__所给文本__.

--------------------

互联网的本质是透明化、连接协同。为缓解“看病难、看病贵”问题,国家这两年大力倡导分级诊疗,为互联网医院的发展提供了外部政策契机。“说到底,政府主管部门最关心的是怎么在现有医疗资源条件下尽可能满足病人的需求。”对公立医院而言,则希望如何更多地吸引自己该看的病人,最大程度地发挥自身资源的能力和优势。
那么,什么是公立医院互联网医院?尉建锋依照自己的理解,对此做了定义:
第一,多入口。支持支付宝、微信、APP、PC、电话、电视等接入方式。
第二,必须承载医疗核心服务。不仅是图文、视频咨询,必须挂载了检查、处方外流、药店、诊所等,检查可以外流,即一项检查可以在有能力做的地方去做,而不一定局限于本院区。

--------------------

[已保存条目]
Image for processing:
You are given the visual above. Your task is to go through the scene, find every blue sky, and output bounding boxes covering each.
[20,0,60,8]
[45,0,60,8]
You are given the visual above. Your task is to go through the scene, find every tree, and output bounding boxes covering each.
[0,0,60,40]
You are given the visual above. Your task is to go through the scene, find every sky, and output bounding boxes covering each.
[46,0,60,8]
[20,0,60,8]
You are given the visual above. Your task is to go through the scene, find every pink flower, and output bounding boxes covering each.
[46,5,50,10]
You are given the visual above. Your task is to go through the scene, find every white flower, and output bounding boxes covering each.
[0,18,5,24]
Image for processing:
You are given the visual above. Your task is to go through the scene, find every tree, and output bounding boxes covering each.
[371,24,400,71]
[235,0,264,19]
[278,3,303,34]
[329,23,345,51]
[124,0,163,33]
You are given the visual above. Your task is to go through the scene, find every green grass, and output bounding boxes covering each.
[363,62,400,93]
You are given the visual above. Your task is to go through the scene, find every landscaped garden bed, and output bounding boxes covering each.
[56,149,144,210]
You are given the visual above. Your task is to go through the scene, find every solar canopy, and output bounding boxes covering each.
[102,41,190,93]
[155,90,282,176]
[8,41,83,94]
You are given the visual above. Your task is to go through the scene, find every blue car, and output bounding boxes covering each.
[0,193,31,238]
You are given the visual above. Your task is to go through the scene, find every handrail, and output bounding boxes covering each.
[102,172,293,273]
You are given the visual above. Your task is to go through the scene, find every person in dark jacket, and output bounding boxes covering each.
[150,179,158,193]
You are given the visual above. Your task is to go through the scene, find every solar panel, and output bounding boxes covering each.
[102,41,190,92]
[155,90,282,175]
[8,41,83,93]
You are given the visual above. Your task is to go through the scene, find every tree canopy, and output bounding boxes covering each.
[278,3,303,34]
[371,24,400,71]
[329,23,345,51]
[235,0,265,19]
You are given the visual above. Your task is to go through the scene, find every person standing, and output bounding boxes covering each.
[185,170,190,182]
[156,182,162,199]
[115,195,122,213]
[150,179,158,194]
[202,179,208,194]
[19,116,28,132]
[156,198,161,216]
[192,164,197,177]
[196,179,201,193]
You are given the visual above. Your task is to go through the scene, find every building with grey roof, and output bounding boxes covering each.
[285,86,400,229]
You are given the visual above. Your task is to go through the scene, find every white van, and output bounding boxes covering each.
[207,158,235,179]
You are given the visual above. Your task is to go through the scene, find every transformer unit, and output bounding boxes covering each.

--------------------

__练习任务__.
A. 请照原样重写所给文本中从“互联网的本质是透明化、连接协”到“第一,多入口。支持支付宝、微信、APP、PC、电话、电视等接入方式。”之间的内容，首尾两处都包括在内。
B. 根据所给文本，判断下列说法是否成立，每项回答“是”或“否”，并原样引用文中起决定作用的语句：(i) 尉建锋所下定义的第一条是多入口；(ii) 互联网医院的检查只能在本院区进行；(iii) 文中列出的接入方式包括电视。
这些数据行是另外的材料，与所给文本互不相干。

__参考答案__.
A.
互联网的本质是透明化、连接协同。为缓解“看病难、看病贵”问题,国家这两年大力倡导分级诊疗,为互联网医院的发展提供了外部政策契机。“说到底,政府主管部门最关心的是怎么在现有医疗资源条件下尽可能满足病人的需求。”对公立医院而言,则希望如何更多地吸引自己该看的病人,最大程度地发挥自身资源的能力和优势。
那么,什么是公立医院互联网医院?尉建锋依照自己的理解,对此做了定义:
第一,多入口。支持支付宝、微信、APP、PC、电话、电视等接入方式。

B.
(i) 是。“第一,多入口。”
(ii) 否。“检查可以外流,即一项检查可以在有能力做的地方去做,而不一定局限于本院区。”
(iii) 是。“支持支付宝、微信、APP、PC、电话、电视等接入方式。”